── EXTRACTED ENTRIES ──
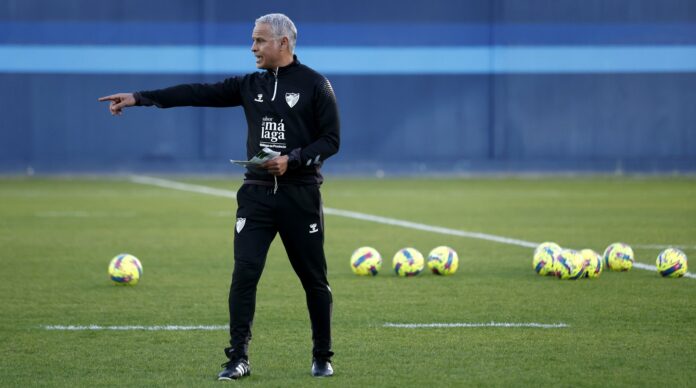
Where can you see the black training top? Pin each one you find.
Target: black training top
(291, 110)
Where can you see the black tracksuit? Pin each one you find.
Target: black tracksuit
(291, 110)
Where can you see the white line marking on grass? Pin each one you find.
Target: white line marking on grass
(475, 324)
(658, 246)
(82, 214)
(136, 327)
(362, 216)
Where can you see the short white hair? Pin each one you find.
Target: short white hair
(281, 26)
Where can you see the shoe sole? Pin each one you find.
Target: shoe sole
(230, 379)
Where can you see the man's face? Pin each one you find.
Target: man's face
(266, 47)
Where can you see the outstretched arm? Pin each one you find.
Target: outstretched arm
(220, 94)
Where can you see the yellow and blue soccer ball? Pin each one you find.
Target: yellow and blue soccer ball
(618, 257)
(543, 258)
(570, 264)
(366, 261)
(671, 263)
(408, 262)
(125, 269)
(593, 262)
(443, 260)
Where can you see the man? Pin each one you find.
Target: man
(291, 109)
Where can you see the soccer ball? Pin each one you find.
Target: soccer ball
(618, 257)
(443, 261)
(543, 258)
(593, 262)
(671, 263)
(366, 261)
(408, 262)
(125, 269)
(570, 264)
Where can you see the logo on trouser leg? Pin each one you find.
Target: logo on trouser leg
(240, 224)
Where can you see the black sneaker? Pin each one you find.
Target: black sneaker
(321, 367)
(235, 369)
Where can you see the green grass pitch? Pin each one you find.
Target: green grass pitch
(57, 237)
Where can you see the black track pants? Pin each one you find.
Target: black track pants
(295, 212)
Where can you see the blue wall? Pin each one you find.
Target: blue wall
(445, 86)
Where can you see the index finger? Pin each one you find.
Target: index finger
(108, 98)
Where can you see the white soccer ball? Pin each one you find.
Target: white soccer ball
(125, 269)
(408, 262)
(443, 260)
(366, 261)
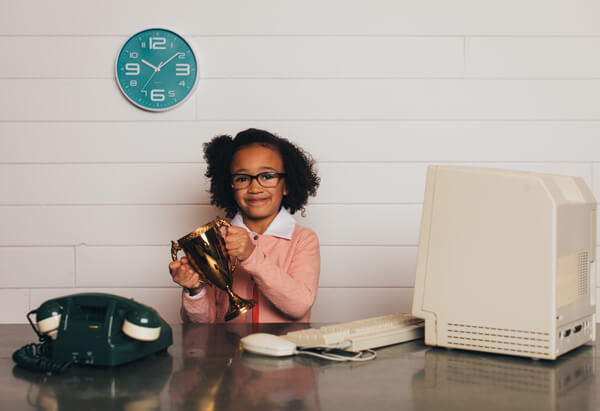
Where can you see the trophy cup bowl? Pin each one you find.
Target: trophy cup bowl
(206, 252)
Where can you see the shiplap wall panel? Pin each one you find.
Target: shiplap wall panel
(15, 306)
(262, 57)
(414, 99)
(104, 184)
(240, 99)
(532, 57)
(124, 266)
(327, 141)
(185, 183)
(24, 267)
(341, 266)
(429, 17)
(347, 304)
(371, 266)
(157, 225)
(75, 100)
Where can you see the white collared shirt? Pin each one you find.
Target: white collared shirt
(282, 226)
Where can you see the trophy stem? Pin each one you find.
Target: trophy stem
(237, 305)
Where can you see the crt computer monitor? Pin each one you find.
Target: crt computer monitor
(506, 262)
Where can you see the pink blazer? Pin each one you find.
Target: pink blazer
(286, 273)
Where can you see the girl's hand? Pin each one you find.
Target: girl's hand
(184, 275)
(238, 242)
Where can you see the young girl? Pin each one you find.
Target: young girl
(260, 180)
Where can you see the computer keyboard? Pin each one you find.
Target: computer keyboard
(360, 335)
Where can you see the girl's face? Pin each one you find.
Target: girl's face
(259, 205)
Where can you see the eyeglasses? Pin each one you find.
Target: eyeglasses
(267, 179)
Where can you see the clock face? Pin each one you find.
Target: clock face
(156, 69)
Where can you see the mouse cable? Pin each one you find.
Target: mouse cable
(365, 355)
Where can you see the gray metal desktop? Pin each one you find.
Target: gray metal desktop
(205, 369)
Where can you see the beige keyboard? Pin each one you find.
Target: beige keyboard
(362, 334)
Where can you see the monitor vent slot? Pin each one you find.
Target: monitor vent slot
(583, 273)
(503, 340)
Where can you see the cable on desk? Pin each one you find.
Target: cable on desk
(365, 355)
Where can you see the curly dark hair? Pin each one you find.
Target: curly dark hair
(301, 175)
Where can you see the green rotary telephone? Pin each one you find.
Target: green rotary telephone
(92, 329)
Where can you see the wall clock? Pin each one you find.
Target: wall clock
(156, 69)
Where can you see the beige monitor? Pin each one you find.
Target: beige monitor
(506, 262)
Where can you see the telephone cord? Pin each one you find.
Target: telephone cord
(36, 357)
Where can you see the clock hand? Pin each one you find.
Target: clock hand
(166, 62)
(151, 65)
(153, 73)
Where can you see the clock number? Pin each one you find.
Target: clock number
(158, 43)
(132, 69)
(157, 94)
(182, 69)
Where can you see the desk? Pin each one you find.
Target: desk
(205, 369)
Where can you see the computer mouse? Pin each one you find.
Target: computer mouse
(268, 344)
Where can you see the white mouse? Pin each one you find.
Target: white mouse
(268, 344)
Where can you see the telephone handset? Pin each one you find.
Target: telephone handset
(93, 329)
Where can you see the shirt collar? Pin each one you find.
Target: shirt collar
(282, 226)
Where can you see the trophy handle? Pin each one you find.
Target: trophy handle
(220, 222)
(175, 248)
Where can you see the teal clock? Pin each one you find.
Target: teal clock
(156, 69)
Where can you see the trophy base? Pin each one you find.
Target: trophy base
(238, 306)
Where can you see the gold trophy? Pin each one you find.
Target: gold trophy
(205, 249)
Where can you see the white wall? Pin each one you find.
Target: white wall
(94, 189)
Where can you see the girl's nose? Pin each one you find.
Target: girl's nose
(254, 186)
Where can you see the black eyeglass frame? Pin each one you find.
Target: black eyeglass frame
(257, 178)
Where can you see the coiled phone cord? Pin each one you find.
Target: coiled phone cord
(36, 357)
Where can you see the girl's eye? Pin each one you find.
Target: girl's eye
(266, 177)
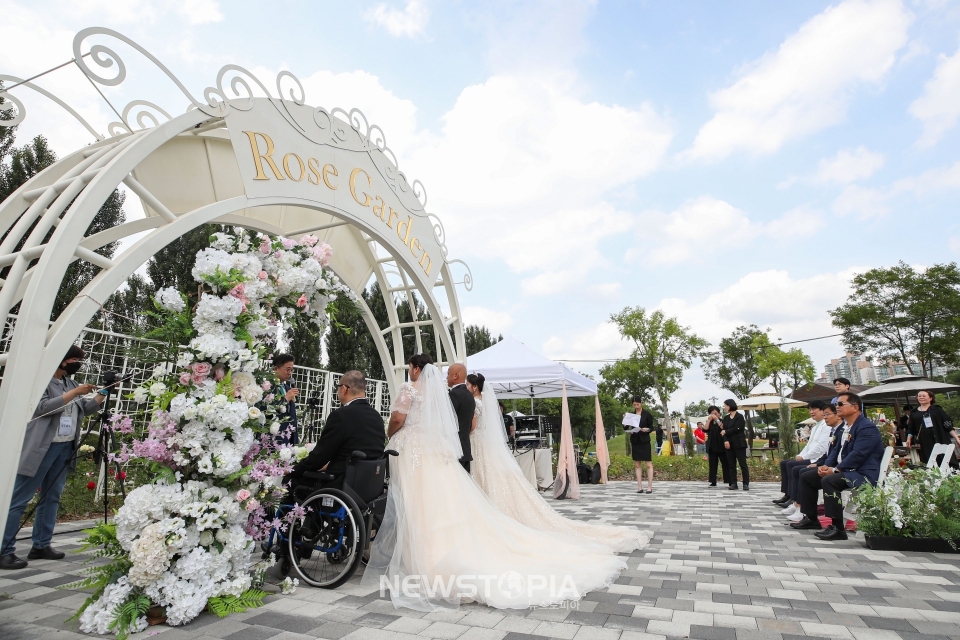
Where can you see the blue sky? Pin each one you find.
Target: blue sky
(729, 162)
───
── EXTRACTED ENTRIES ──
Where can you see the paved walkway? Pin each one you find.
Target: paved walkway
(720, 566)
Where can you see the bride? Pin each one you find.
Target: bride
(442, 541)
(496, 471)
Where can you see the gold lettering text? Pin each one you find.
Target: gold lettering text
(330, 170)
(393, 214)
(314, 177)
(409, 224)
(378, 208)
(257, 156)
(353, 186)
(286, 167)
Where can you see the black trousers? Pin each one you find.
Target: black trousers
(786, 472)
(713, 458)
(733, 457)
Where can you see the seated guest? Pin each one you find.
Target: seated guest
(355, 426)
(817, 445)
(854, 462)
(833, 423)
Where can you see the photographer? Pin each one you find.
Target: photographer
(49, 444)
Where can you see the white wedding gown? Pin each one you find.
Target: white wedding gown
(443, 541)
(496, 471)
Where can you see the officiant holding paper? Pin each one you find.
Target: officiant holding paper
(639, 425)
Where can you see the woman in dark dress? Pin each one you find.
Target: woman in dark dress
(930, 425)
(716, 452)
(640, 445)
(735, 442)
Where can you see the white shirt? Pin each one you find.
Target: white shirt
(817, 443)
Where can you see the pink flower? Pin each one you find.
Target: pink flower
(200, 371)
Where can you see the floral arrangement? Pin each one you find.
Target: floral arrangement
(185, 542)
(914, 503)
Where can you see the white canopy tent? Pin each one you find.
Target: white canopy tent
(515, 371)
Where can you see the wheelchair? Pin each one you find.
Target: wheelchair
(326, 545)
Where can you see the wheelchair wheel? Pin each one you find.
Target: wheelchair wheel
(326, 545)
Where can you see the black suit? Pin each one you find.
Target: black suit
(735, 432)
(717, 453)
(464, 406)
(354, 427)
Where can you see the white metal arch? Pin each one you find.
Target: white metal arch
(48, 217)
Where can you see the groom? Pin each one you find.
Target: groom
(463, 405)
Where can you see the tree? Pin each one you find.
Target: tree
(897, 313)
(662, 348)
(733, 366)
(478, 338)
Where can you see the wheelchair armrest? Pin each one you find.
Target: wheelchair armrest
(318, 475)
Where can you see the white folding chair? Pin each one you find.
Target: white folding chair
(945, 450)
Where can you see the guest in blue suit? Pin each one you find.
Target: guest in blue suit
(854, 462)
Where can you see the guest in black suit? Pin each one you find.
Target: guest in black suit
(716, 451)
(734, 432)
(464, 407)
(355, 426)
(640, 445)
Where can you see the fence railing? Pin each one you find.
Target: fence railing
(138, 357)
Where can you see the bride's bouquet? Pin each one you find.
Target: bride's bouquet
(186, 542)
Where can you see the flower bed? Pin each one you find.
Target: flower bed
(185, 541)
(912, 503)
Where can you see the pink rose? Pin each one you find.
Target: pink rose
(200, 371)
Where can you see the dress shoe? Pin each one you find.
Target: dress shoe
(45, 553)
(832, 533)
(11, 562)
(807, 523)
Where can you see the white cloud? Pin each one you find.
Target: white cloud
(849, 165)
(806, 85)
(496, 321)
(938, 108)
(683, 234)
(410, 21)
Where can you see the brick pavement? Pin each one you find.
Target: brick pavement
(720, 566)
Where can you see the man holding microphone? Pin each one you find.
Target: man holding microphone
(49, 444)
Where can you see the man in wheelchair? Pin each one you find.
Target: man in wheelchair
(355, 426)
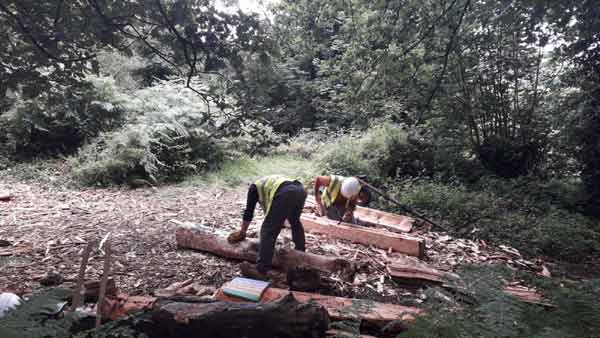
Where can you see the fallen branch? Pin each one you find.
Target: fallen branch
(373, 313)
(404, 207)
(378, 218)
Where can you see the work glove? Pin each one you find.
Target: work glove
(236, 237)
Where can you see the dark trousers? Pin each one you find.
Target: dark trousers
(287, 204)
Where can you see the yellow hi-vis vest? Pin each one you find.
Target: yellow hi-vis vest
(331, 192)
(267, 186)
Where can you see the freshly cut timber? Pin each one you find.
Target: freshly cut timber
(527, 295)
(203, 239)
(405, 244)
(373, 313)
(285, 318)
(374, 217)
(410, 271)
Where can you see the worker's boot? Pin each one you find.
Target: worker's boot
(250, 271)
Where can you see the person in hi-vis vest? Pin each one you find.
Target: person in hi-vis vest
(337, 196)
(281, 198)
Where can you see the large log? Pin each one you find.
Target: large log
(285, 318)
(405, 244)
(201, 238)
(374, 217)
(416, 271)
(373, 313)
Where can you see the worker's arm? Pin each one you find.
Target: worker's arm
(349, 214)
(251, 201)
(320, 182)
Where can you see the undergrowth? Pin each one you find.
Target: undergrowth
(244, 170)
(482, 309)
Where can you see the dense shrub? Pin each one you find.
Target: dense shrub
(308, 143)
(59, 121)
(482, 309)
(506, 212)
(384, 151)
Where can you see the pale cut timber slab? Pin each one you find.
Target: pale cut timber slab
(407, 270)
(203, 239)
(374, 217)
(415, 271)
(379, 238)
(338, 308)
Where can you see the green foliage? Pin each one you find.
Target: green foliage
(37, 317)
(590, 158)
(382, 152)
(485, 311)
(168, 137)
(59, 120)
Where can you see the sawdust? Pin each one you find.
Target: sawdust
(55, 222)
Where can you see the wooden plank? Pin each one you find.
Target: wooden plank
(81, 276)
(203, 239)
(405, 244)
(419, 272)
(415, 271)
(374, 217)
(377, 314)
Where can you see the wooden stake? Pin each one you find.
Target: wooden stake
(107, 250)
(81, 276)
───
* PROBLEM DETAILS
Please collect every line in the listing that contains the word "outstretched" and copy each one out.

* SOLVED EXERCISE
Where can you see the outstretched arm? Pin each one you find.
Target: outstretched arm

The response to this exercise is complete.